▸ **Task requirements**:
1: In the faculty profiles, what award has Shelley M. MacDermid Wadsworth received?
2: List every specialty area that the faculty profiles give for Shelley M. MacDermid Wadsworth.

▸ **Text under study**:

□ □ □

Shelley MacDermid Wadsworth

Shelley M. MacDermid Wadsworth

Professor, Purdue University
Ph.D., Penn State University, 1989
Specialty Areas: 
  • Military Families
  • Adult Development & Aging
  • Work & Families

Shelley M. MacDermid Wadsworth is a professor in the Department of Human Development and Family Studies at Purdue University, where she also directs the Military Family Research Institute and the Center for Families, and serves as Associate Dean of the College of Health and Human Sciences. Dr. MacDermid Wadsworth holds an M.B.A. in Management and M.S. and Ph.D. degrees in Human Development and Family Studies from The Pennsylvania State University. Her research focuses on relationships between job conditions and family life, with special focus on military families and organizational policies, programs and practices. Dr. MacDermid Wadsworth is a fellow of the National Council on Family Relations, and a recipient of the Work Life Legacy Award from the Families and Work Institute.

Jay Mancini

Jay A. Mancini

Haltiwanger Distinguished Professor, Department Head, University of Georgia
Ph.D., University of North Carolina, 1977
Specialty Areas: 
  • At-Risk Individuals & Families
  • Family vulnerabilties and resilience
  • Communities & Families
  • Military families

Jay A. Mancini is Haltiwanger Distinguished Professor of Human Development and Family Science at The University of Georgia; he is also director of UGA's Family and Community Resilience Laboratory. Current research projects are funded by DOD Military Community and Family Policy Office, and by U.S. Army HQ Child, Youth and School Services. His most recent publication, with Gary L. Bowen, is in Handbook of Marriage and the Family, and discusses families in the contexts of communities.

□ □ □

▸ **Records provided**:
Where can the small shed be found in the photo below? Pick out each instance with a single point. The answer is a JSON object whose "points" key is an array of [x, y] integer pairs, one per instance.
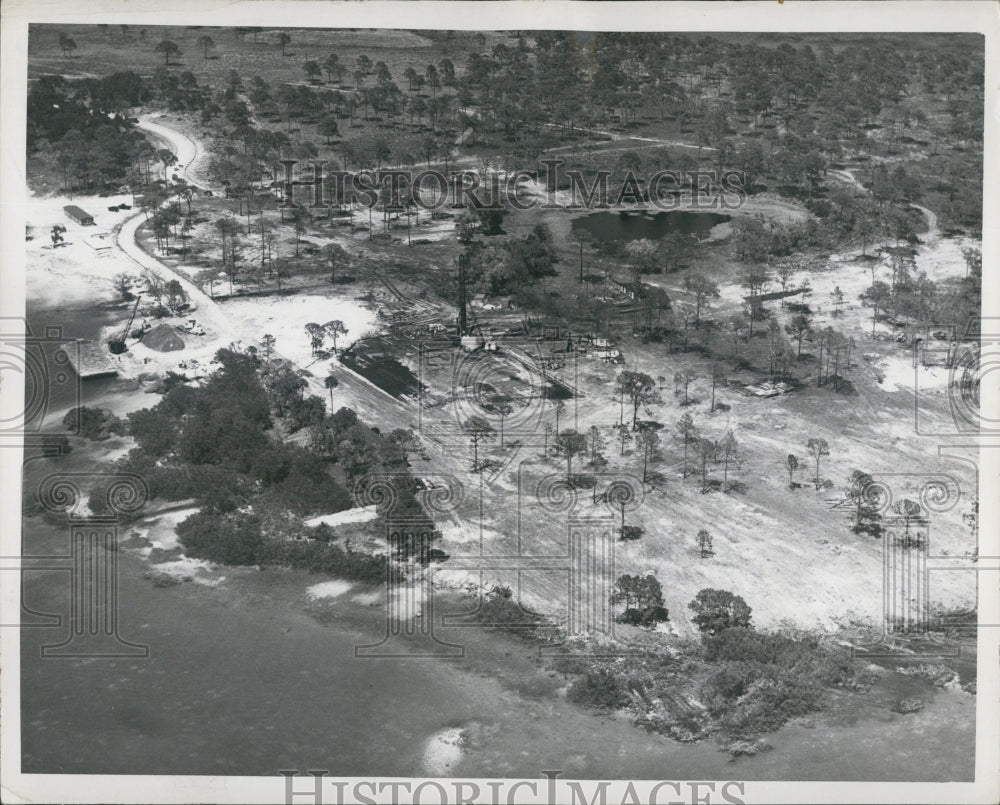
{"points": [[82, 217]]}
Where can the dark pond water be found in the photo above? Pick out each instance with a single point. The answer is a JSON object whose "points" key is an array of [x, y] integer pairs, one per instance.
{"points": [[633, 226], [371, 359], [51, 386]]}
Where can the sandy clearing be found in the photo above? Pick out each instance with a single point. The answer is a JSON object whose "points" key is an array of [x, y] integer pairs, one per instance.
{"points": [[328, 590], [285, 318]]}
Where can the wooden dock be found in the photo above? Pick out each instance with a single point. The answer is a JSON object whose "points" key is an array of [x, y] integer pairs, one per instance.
{"points": [[89, 359]]}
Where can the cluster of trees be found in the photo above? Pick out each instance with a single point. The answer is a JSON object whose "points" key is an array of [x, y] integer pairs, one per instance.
{"points": [[95, 424], [511, 266], [79, 130], [642, 597], [216, 443]]}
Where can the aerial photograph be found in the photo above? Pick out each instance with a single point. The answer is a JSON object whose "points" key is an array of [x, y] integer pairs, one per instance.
{"points": [[501, 404]]}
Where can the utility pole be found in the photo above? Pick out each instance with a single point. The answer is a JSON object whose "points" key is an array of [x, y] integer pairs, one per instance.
{"points": [[462, 323]]}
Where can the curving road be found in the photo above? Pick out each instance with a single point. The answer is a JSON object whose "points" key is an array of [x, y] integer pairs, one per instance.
{"points": [[374, 404]]}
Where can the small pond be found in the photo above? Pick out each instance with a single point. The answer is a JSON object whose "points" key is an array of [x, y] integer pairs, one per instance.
{"points": [[633, 225]]}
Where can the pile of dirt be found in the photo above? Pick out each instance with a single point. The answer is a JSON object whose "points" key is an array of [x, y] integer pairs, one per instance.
{"points": [[163, 338]]}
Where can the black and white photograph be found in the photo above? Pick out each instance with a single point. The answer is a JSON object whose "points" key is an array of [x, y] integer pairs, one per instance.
{"points": [[457, 402]]}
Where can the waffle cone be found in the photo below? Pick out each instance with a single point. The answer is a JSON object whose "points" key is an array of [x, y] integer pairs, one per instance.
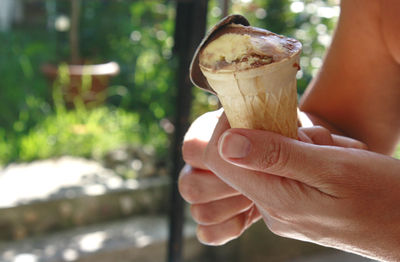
{"points": [[262, 98]]}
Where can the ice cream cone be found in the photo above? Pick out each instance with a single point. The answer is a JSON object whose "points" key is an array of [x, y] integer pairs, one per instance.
{"points": [[260, 98], [263, 96]]}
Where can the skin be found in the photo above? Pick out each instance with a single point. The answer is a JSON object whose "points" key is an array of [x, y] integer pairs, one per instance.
{"points": [[324, 188]]}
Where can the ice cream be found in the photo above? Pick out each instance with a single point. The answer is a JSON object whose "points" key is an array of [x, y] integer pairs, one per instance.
{"points": [[237, 47], [253, 73]]}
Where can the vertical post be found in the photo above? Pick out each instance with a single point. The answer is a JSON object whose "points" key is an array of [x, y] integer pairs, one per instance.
{"points": [[190, 24]]}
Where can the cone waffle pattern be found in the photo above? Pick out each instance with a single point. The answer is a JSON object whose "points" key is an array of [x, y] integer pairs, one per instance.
{"points": [[262, 98]]}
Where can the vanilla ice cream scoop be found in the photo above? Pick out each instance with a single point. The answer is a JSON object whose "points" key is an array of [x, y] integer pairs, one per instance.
{"points": [[238, 47], [253, 73]]}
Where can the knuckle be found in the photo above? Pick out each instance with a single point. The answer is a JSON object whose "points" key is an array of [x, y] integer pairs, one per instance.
{"points": [[272, 157], [189, 151], [189, 191], [201, 214]]}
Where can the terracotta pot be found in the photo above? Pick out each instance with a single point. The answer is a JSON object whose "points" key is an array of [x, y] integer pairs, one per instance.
{"points": [[94, 77]]}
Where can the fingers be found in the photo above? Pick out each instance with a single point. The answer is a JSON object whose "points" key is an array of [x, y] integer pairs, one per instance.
{"points": [[197, 137], [348, 142], [270, 155], [225, 231], [218, 211], [200, 186], [317, 134], [322, 136]]}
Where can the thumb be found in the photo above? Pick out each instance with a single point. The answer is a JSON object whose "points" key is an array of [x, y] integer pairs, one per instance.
{"points": [[274, 154]]}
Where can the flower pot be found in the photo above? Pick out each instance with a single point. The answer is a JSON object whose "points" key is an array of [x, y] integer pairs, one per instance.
{"points": [[81, 83]]}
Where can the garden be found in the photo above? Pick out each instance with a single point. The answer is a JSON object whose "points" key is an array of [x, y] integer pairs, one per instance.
{"points": [[97, 80]]}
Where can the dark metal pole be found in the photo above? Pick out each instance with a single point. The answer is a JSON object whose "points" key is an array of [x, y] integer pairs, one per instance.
{"points": [[190, 24]]}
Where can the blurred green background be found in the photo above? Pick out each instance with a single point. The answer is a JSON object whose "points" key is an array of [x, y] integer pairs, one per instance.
{"points": [[139, 106]]}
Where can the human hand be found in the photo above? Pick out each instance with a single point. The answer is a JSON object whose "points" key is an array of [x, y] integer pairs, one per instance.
{"points": [[339, 197], [219, 209]]}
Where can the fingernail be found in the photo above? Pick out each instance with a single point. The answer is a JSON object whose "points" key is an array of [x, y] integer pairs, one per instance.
{"points": [[234, 146]]}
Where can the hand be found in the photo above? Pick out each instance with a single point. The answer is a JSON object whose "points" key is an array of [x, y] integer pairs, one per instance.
{"points": [[221, 211], [339, 197]]}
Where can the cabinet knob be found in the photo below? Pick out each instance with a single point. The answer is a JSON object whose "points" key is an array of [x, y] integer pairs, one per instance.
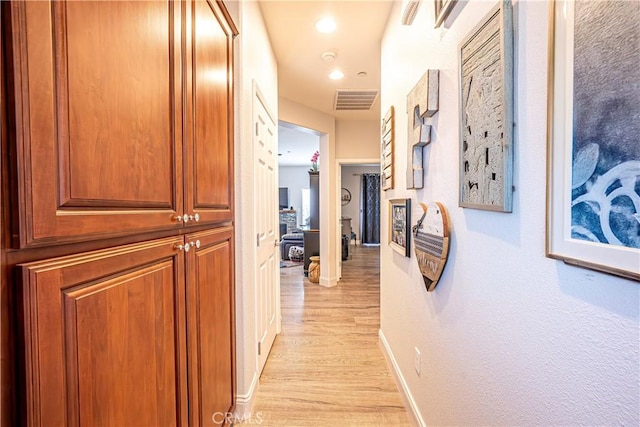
{"points": [[184, 247], [181, 218]]}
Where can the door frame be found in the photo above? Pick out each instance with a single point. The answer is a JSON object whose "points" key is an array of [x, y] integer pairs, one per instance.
{"points": [[338, 212]]}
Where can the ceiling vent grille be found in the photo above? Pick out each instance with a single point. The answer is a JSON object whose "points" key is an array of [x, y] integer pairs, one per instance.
{"points": [[355, 99]]}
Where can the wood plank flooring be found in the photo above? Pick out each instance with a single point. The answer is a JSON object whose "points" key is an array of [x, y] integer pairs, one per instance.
{"points": [[326, 367]]}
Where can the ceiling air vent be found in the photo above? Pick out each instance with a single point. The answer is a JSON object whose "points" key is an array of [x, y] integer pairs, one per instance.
{"points": [[355, 99]]}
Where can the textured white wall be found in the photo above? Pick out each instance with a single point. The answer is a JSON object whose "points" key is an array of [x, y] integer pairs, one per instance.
{"points": [[357, 139], [509, 337], [255, 61]]}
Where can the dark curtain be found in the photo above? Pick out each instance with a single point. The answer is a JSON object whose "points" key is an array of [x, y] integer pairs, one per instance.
{"points": [[370, 208]]}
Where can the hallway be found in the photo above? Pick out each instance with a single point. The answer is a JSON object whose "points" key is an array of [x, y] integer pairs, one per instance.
{"points": [[326, 367]]}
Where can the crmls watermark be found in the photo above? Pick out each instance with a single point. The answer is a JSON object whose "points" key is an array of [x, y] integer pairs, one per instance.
{"points": [[231, 418]]}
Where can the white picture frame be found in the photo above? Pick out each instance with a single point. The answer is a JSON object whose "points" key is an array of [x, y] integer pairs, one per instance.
{"points": [[563, 239]]}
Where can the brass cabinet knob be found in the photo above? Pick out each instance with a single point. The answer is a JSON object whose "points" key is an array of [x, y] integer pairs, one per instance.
{"points": [[184, 247]]}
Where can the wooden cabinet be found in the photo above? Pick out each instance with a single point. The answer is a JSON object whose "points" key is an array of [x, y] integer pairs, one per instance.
{"points": [[209, 113], [105, 338], [210, 303], [100, 90], [141, 332], [119, 130]]}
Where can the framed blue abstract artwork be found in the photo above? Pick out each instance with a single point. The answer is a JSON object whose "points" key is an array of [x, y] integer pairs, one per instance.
{"points": [[593, 189]]}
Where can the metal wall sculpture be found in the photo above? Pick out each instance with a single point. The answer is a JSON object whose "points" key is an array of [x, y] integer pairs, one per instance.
{"points": [[486, 123], [422, 102]]}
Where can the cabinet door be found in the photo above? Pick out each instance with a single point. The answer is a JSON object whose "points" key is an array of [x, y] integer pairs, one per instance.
{"points": [[96, 98], [104, 339], [209, 112], [210, 331]]}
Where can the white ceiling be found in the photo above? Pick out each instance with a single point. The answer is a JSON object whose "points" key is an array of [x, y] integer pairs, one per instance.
{"points": [[302, 73]]}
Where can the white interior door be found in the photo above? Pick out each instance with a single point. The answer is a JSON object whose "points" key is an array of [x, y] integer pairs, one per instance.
{"points": [[265, 144]]}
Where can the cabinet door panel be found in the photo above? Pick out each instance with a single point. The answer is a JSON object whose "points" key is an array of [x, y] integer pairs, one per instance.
{"points": [[209, 164], [98, 106], [210, 333], [104, 340]]}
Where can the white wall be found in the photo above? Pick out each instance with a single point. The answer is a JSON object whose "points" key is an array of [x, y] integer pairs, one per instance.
{"points": [[352, 181], [357, 139], [509, 337], [255, 61], [295, 178]]}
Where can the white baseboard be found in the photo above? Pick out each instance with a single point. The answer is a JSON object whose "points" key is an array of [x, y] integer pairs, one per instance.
{"points": [[409, 402], [328, 282], [244, 402]]}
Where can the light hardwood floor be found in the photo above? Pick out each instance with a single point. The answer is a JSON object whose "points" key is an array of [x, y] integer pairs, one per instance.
{"points": [[326, 368]]}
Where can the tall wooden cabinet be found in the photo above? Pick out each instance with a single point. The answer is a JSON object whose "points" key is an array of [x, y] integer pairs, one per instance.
{"points": [[117, 212]]}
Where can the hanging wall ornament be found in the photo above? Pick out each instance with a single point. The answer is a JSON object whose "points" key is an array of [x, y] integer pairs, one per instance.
{"points": [[431, 241]]}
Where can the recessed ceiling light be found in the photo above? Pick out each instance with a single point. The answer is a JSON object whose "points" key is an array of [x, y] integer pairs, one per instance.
{"points": [[336, 75], [326, 25], [328, 56]]}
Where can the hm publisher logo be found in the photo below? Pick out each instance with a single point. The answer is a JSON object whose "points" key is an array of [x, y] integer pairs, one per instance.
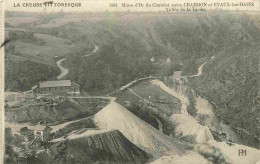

□ □ □

▸ **Answers provided**:
1: The Work Life Legacy Award from the Families and Work Institute.

2:
- Military Families
- Adult Development & Aging
- Work & Families